• [TASK REQUIREMENTS]
Copy down all of the data underneath, exactly as shown.

• [Region outline entries]

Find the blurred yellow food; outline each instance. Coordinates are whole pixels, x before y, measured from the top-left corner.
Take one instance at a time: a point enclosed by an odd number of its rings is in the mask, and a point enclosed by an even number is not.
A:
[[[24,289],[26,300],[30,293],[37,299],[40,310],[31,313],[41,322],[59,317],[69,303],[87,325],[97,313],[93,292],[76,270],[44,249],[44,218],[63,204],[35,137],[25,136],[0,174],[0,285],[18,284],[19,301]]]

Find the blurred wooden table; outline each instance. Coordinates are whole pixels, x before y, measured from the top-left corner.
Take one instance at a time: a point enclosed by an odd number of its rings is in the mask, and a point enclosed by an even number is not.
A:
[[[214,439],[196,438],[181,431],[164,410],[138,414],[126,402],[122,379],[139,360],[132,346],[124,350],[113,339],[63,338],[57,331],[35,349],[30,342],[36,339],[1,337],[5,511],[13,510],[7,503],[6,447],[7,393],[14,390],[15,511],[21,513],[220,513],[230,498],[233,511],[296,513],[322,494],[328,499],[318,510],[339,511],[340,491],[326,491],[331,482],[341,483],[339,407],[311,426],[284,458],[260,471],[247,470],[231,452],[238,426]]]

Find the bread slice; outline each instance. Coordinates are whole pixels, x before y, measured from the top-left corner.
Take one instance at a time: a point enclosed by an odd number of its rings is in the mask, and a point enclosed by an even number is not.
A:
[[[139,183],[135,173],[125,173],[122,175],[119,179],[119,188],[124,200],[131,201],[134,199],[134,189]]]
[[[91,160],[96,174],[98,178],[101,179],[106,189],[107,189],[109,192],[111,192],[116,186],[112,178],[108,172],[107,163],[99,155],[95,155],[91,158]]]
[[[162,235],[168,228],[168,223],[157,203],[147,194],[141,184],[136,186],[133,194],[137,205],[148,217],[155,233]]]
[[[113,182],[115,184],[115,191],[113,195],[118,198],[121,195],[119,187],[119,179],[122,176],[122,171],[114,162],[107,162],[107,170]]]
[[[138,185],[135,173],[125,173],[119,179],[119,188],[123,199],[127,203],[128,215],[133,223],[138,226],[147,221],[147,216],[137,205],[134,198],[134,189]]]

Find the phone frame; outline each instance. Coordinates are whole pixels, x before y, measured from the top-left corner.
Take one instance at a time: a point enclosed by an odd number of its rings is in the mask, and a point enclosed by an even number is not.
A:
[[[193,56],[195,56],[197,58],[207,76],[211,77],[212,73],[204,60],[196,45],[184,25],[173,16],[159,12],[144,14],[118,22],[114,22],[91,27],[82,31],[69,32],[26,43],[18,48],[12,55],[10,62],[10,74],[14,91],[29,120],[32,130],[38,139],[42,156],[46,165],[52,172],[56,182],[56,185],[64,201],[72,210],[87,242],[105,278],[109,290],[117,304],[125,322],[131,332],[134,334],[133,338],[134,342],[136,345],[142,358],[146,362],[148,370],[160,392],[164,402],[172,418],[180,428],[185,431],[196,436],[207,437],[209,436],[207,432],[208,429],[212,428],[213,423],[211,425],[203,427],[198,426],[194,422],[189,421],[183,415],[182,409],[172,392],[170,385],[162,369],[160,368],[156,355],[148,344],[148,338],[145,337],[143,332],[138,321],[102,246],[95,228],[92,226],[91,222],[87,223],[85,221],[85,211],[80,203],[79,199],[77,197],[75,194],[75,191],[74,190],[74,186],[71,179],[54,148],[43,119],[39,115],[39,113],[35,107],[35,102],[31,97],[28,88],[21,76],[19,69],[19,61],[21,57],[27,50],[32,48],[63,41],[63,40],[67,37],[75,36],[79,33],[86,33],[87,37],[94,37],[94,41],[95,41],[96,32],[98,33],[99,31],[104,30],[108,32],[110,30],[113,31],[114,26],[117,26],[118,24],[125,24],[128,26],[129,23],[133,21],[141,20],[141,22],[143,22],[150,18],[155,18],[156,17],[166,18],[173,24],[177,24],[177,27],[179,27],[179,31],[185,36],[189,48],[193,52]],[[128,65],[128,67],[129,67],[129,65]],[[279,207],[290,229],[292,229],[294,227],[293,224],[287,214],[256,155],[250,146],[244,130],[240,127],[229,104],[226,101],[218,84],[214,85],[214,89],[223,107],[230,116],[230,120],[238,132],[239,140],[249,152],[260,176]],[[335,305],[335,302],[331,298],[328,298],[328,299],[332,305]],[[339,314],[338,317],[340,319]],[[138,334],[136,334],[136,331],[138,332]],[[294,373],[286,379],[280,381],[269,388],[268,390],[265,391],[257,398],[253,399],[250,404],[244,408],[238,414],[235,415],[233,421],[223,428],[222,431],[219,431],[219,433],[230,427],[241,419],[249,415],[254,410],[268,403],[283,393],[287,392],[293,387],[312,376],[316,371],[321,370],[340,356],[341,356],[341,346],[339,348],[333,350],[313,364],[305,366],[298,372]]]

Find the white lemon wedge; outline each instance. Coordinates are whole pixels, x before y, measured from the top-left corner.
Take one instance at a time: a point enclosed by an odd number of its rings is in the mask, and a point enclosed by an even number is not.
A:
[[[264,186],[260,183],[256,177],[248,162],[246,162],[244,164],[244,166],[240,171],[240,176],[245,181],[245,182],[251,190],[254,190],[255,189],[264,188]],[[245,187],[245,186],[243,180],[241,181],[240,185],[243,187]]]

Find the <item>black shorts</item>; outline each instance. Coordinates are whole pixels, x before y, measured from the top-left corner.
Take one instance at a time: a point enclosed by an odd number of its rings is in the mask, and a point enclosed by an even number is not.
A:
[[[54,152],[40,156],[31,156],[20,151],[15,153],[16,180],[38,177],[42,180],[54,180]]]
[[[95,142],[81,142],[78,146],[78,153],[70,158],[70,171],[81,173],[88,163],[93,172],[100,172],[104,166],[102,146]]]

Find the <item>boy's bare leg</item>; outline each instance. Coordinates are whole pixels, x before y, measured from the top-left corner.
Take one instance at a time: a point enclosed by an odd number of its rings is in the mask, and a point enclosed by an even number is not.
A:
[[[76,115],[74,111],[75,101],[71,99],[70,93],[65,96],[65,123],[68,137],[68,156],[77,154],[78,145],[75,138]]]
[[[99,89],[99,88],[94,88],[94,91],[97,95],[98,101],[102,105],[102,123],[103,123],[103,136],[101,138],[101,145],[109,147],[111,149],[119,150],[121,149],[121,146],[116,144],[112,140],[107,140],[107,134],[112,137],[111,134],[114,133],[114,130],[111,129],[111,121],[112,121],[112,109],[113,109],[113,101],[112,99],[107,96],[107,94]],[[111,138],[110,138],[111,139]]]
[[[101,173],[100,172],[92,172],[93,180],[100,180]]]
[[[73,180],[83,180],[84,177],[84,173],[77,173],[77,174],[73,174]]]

• [REPLY]
Find the blurred yellow food; outline each instance. Coordinates are whole pixels, x before y, measured from the top-left corner.
Take one instance at a time: a point enclosed by an odd number of its rings is in the mask, and a point enclosed by an even number is not.
A:
[[[24,289],[26,300],[30,293],[37,299],[40,310],[31,313],[41,322],[59,317],[69,303],[87,325],[97,313],[93,292],[76,270],[44,249],[44,218],[63,204],[35,137],[25,136],[0,174],[0,285],[18,284],[19,301]]]

Find the blurred wooden table; outline each instance. Coordinates are whole pixels, x before y, measured from the top-left corner.
Take one instance at a time: a point enclosed by an odd number of its rings is in the mask, and a point enclosed by an even number is not.
A:
[[[214,439],[196,438],[181,431],[164,410],[138,414],[126,402],[122,379],[139,360],[132,346],[124,350],[113,339],[63,338],[57,331],[35,349],[30,342],[36,339],[1,337],[5,511],[13,510],[7,503],[6,447],[7,393],[14,390],[15,511],[21,513],[220,513],[230,498],[233,511],[296,513],[322,494],[328,499],[318,510],[339,511],[340,491],[326,491],[331,482],[341,483],[339,407],[311,426],[284,458],[260,471],[247,470],[231,452],[238,426]]]

Find the bread slice; outline each instance. Coordinates are whole pixels, x before y, measured from the top-left corner.
Take one instance at a time: a point enclosed by an odd number of its rings is in the mask, and a point enclosed by an even number is not.
A:
[[[139,183],[135,173],[125,173],[122,175],[119,179],[119,188],[124,200],[131,201],[134,199],[134,189]]]
[[[91,160],[96,174],[98,178],[101,179],[106,189],[107,189],[109,192],[111,192],[116,186],[112,178],[108,172],[107,163],[99,155],[95,155],[91,158]]]
[[[162,235],[168,228],[168,223],[157,203],[147,194],[141,184],[136,186],[133,194],[137,205],[148,217],[155,233]]]
[[[113,182],[115,184],[115,191],[113,195],[118,198],[121,195],[119,187],[119,179],[122,176],[122,171],[114,162],[107,162],[107,170]]]
[[[138,185],[135,173],[125,173],[119,179],[119,188],[123,199],[127,203],[128,215],[133,223],[138,226],[147,221],[147,216],[137,205],[134,198],[134,189]]]

Find the phone frame; outline each instance. Coordinates are whole pixels, x before y, measured from the top-left corner.
Take one instance at a time: a point enclosed by an odd number of its rings is in the mask, and a point enclosed by an even number is not.
A:
[[[193,56],[195,56],[197,58],[207,76],[211,77],[212,73],[204,60],[196,45],[184,25],[173,16],[159,12],[144,14],[118,22],[114,22],[91,27],[82,31],[69,32],[26,43],[18,48],[12,55],[10,62],[10,74],[14,91],[29,120],[32,130],[38,139],[42,156],[46,165],[52,172],[56,182],[56,185],[64,201],[72,210],[87,242],[105,278],[109,290],[117,304],[125,322],[131,332],[134,334],[133,338],[134,342],[136,345],[142,358],[146,362],[148,370],[160,392],[164,402],[172,418],[180,428],[185,431],[196,436],[207,437],[209,436],[207,432],[208,429],[212,428],[213,423],[211,425],[203,427],[198,426],[194,422],[189,421],[183,415],[182,409],[172,392],[170,385],[162,369],[160,368],[156,355],[148,344],[148,338],[145,337],[143,332],[138,321],[102,246],[95,228],[92,226],[91,222],[87,223],[85,221],[85,211],[80,203],[79,199],[77,197],[75,194],[75,191],[74,190],[74,186],[71,179],[54,148],[43,119],[39,115],[39,113],[35,107],[35,102],[31,97],[28,88],[21,76],[19,69],[19,61],[21,57],[27,50],[32,48],[63,41],[63,40],[67,37],[75,36],[79,33],[86,33],[87,37],[94,37],[94,41],[95,41],[96,32],[98,33],[99,31],[104,30],[108,32],[110,30],[113,31],[114,26],[117,26],[118,24],[125,24],[128,26],[129,23],[133,21],[141,20],[141,22],[143,22],[150,18],[155,18],[156,17],[166,18],[173,24],[177,24],[177,27],[179,27],[179,31],[185,36],[189,48],[193,52]],[[128,65],[128,67],[129,67],[129,65]],[[279,207],[290,229],[292,229],[294,227],[293,224],[287,214],[256,155],[250,146],[244,130],[240,127],[229,104],[226,101],[218,84],[214,85],[214,89],[223,107],[230,116],[230,120],[238,132],[239,140],[249,152],[260,176]],[[335,305],[335,302],[331,298],[328,298],[328,299],[332,305]],[[339,314],[338,317],[340,319]],[[138,334],[136,334],[136,331],[138,332]],[[294,373],[286,379],[280,381],[269,388],[268,390],[265,391],[257,398],[253,399],[250,404],[244,408],[238,414],[235,415],[233,421],[223,428],[222,431],[219,431],[219,433],[230,427],[241,419],[249,415],[254,410],[268,403],[283,393],[287,392],[293,387],[312,376],[316,371],[321,370],[340,356],[341,356],[341,346],[339,348],[333,350],[313,364],[305,366],[298,372]]]

Find the white lemon wedge; outline each instance. Coordinates are whole pixels, x before y, measured from the top-left corner.
Take one instance at a time: a point enclosed by an odd number of its rings is in the mask, and a point enclosed by an even number is not.
A:
[[[264,186],[260,183],[256,177],[248,162],[246,162],[244,164],[244,166],[240,171],[240,176],[245,181],[245,182],[251,190],[254,190],[255,189],[264,188]],[[245,187],[245,186],[243,180],[241,181],[240,185],[243,187]]]

Find the <item>black shorts</item>; outline each instance. Coordinates are whole pixels, x before y, measured from the top-left corner.
Take one instance at a time: a point enclosed by an odd number of its rings is in the mask, and a point enclosed by an even number is not.
A:
[[[54,152],[40,156],[31,156],[20,151],[15,153],[16,180],[38,177],[42,180],[54,180]]]
[[[95,142],[81,142],[78,146],[78,153],[70,158],[70,171],[81,173],[88,163],[93,172],[100,172],[104,166],[102,146]]]

Find the <item>boy's bare leg</item>; outline each instance. Coordinates are whole pixels, x before y, measured from the top-left corner.
Take one instance at a time: a point enclosed by an odd number of its rings is in the mask, and a point enclosed by an even number is not.
A:
[[[76,115],[74,111],[75,101],[71,99],[70,93],[65,96],[65,123],[68,137],[68,156],[77,154],[78,145],[75,138]]]
[[[99,89],[99,88],[94,88],[94,91],[97,95],[98,101],[102,105],[102,123],[103,123],[103,136],[101,138],[101,145],[109,147],[111,149],[119,150],[121,149],[121,146],[116,144],[112,140],[107,140],[107,134],[112,137],[111,134],[114,133],[114,130],[111,129],[111,121],[112,121],[112,109],[113,109],[113,101],[112,99],[107,96],[107,94]],[[111,138],[110,138],[111,139]]]
[[[101,173],[100,172],[92,172],[93,180],[100,180]]]
[[[73,180],[83,180],[84,177],[84,173],[77,173],[77,174],[73,174]]]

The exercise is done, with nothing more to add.